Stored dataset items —
****************

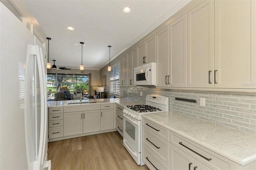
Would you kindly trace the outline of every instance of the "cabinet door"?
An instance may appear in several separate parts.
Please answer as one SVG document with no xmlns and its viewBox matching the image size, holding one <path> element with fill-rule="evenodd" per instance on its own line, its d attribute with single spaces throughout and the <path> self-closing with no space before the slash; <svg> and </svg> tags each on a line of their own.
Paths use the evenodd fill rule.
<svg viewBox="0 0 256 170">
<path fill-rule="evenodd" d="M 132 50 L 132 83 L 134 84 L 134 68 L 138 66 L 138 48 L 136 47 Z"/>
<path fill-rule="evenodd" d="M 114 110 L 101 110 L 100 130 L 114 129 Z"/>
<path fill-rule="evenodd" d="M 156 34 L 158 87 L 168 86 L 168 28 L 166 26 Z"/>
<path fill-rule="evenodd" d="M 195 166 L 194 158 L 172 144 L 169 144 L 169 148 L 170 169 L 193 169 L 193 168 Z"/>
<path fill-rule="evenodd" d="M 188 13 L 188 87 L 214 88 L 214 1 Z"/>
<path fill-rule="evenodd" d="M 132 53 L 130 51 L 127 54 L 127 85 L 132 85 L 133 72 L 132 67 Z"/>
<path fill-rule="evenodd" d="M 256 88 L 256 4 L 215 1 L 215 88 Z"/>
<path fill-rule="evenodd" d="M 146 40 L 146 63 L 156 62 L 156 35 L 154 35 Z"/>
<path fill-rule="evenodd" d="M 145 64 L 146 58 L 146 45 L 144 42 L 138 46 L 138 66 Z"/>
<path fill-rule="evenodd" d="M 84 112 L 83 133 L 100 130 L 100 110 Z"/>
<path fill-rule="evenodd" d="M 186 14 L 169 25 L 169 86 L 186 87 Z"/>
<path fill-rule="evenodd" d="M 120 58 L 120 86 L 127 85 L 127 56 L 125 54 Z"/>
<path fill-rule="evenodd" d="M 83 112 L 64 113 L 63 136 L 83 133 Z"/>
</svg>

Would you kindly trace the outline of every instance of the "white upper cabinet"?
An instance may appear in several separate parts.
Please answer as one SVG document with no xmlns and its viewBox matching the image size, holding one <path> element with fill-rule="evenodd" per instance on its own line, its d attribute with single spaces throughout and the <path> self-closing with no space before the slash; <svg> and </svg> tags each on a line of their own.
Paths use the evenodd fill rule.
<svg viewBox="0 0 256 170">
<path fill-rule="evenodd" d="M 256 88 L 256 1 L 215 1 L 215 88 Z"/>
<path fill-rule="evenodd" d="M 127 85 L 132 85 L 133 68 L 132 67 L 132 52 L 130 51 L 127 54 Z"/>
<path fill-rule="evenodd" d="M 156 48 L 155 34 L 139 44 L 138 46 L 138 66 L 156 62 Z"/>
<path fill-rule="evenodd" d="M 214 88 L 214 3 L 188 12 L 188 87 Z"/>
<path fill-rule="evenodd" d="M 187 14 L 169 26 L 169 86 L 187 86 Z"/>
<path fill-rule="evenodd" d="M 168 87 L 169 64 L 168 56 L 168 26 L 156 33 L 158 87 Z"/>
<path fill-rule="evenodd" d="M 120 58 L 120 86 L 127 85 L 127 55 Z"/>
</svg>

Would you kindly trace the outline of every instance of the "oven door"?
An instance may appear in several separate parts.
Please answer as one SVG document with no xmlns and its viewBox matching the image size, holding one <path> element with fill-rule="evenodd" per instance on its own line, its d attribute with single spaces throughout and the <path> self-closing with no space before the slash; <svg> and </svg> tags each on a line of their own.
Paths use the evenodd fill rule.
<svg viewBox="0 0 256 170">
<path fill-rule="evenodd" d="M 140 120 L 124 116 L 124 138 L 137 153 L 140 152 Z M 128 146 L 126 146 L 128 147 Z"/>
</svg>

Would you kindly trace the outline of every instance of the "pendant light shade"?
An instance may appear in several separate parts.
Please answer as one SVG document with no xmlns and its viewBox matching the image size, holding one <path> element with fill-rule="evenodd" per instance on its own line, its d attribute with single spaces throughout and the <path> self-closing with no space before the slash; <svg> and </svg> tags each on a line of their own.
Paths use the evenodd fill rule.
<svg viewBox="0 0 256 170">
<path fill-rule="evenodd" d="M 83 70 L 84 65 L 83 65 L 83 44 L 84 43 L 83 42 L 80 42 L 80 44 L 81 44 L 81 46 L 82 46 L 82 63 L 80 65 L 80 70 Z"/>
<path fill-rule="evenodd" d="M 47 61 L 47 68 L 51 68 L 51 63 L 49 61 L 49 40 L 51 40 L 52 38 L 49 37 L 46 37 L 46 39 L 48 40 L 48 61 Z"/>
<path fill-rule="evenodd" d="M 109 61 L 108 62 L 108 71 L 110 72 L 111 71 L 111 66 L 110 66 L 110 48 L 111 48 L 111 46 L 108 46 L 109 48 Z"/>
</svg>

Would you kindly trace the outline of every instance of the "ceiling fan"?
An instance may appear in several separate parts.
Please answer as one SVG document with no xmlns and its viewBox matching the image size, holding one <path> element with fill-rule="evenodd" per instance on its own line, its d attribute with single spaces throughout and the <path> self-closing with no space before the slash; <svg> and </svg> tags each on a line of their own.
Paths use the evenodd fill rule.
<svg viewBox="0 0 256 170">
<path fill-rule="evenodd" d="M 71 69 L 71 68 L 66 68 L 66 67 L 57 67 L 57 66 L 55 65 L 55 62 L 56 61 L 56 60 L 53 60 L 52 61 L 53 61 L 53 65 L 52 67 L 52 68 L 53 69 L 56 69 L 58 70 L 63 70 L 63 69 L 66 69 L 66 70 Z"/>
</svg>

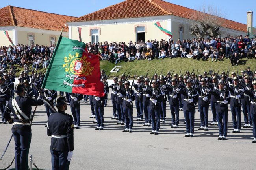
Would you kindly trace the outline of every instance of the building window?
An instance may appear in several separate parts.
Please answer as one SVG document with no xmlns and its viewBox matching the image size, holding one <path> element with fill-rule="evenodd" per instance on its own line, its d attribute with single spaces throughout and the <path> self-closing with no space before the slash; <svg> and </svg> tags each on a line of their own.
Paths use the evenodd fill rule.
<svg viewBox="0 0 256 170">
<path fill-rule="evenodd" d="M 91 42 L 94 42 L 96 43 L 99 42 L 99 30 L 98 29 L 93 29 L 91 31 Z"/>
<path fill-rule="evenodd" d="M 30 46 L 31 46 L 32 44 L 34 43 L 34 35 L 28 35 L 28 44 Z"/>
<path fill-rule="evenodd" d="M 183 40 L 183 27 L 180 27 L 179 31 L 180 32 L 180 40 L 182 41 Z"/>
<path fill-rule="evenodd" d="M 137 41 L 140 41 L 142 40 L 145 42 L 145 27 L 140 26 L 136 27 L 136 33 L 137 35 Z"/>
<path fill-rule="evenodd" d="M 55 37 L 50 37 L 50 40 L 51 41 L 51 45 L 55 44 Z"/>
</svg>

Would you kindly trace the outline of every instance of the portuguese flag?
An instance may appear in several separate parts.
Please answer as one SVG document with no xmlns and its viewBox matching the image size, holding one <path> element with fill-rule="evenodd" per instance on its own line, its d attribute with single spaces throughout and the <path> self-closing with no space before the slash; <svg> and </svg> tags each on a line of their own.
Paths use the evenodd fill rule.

****************

SET PROBLEM —
Would you quote, exactly and only, the lines from the one containing "the portuguese flag?" to the end of the entries?

THE COMPLETED TASK —
Would you kindly trace the outline of every instance of the portuguese flag?
An instance may appear in several separate parts.
Please answer as one SVG document with no xmlns and its viewBox matching the image size, holding one <path> element with fill-rule="evenodd" per instance on its own line, its d attribute with single spaces throughout and the <path> self-closing with no space before the slash; <svg> and </svg> tags each on a line of their own.
Paths use the evenodd fill rule.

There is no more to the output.